WRITTEN INSTRUCTION » Copy the stretch of the records below verbatim, from the line containing "of the finger" through the end of the records.

[Image object location entries]
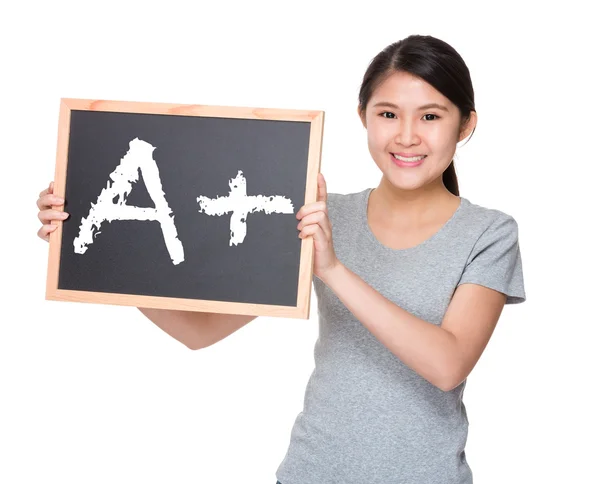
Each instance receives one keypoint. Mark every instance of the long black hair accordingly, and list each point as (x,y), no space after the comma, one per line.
(438,64)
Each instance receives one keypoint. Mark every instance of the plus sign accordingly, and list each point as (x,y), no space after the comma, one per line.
(240,205)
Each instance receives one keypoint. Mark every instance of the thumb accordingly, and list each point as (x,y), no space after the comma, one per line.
(321,188)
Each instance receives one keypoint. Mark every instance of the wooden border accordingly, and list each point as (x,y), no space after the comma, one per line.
(302,308)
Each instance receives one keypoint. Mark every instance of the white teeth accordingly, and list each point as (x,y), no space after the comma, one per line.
(408,160)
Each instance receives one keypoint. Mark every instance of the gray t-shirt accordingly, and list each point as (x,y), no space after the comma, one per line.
(367,417)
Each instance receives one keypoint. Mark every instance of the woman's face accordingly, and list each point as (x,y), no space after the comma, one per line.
(398,123)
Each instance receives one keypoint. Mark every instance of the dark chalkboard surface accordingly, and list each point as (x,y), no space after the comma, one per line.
(184,206)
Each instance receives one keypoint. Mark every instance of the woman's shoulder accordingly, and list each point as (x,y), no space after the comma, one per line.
(484,218)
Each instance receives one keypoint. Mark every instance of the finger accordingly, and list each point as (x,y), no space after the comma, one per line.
(316,231)
(50,189)
(45,231)
(319,218)
(310,208)
(48,200)
(321,188)
(46,216)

OUTPUT OF THE TASK »
Each instance receives one keypoint. Mark every instance of the finger accordingly, and list each point as (x,y), no space after the comma, one per line.
(316,231)
(50,189)
(45,231)
(319,218)
(310,208)
(48,200)
(321,188)
(46,216)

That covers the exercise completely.